Each entry below is to be returned exactly, with any pictures left out.

Start of Data provided

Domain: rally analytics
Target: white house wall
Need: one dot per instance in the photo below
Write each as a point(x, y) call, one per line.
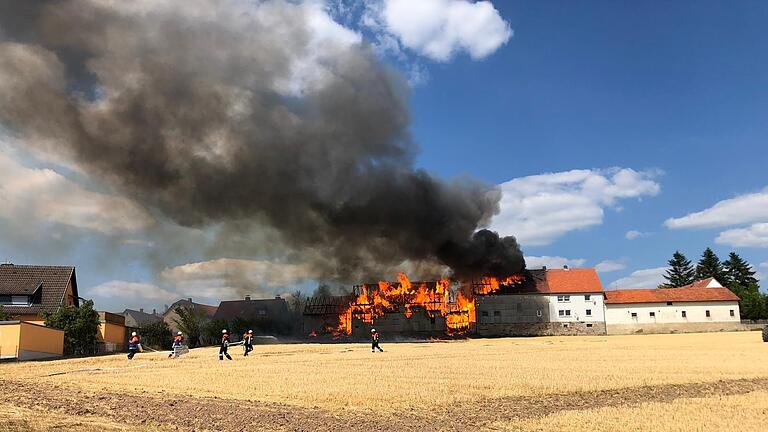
point(669, 318)
point(578, 306)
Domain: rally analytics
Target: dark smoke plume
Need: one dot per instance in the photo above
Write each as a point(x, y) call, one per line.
point(218, 112)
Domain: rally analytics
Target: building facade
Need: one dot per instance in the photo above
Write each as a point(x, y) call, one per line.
point(702, 306)
point(548, 302)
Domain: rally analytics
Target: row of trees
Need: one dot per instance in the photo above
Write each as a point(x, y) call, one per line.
point(735, 273)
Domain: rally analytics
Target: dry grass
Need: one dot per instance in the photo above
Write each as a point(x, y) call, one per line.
point(14, 419)
point(420, 376)
point(738, 413)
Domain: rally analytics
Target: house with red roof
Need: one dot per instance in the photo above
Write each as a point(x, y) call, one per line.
point(567, 301)
point(704, 305)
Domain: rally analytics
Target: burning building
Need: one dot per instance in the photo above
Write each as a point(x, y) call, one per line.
point(536, 302)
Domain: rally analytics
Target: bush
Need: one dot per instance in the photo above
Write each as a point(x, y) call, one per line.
point(80, 327)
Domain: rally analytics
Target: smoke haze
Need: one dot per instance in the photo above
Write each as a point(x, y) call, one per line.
point(242, 115)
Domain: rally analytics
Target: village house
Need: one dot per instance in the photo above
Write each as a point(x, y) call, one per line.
point(547, 302)
point(27, 291)
point(702, 306)
point(170, 316)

End of Data provided

## Your response
Domain: rally analytics
Target: white house wall
Need: one dot per instance in the photo below
Write each as a point(x, y) call, one per line.
point(669, 318)
point(578, 306)
Domain: rally analytics
Target: dark smoke plume
Need: one dot per instance in the photo above
Write each as a point(x, y) call, one per line.
point(218, 112)
Domain: rally analytics
Target: building facade
Need: one dot per instance in the photo above
Write each as a point(x, y) call, one per line.
point(702, 306)
point(548, 302)
Domain: rally analytics
Target: row of trees
Need: one dot per instance in the photo above
Write each as a point(x, y) call, one per line.
point(735, 273)
Domain: rally analytics
Target: dry grass
Need: one dot per instance in the photo above
Write each as a point(x, y) call, one per line.
point(14, 419)
point(420, 376)
point(738, 413)
Domain: rally analytics
Target: house with red roof
Need: one dot per instance in the photo above
Write each as a point(x, y) call, one per line.
point(567, 301)
point(704, 305)
Domain: rally analytics
Target: burning building
Need: one dot per instance in the photo above
Write each as a point(x, y) call, one per line.
point(536, 302)
Domain: rally analytics
Target: bush
Need: one dot per instance in the photo above
Write each as a point(x, y) call, one per line.
point(80, 327)
Domain: rally analytics
Target: smoke haze
Need: one dot per instance in the photo above
Write each as a point(x, y) call, one per line.
point(242, 115)
Domain: rally analytics
Target: village house
Need: one dot per instance in the photo above
Write each as a point(x, y) call, one per line.
point(547, 302)
point(27, 291)
point(702, 306)
point(170, 316)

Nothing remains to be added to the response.